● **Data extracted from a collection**
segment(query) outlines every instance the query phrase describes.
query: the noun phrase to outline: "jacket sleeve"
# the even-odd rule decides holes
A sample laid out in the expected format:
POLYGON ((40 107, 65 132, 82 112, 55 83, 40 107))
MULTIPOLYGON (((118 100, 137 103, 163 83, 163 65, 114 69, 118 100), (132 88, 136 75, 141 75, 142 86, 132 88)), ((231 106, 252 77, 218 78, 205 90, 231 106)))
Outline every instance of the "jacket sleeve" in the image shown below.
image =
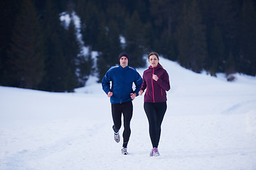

● **WRITTEN EXERCISE**
Update the items above by swapping every "jacket sleeve" for "coat sleeve" and keeping everything else the same. Leave the pictures out of your answer.

● **OUTPUT OF THE TASK**
segment(query) outlines every instance the query phrase describes.
query: the noun phrase to outline: "coat sleeve"
# the even-odd rule decides holes
A sample laid out in the expected format:
POLYGON ((40 107, 65 132, 82 112, 55 83, 40 107))
MULTIPOLYGON (((118 100, 137 103, 163 83, 163 65, 114 69, 118 100), (132 88, 136 75, 141 75, 142 86, 132 88)), ((231 106, 252 77, 218 78, 205 90, 231 106)))
Outline every instance of the "coat sleeve" in the image shown below.
image =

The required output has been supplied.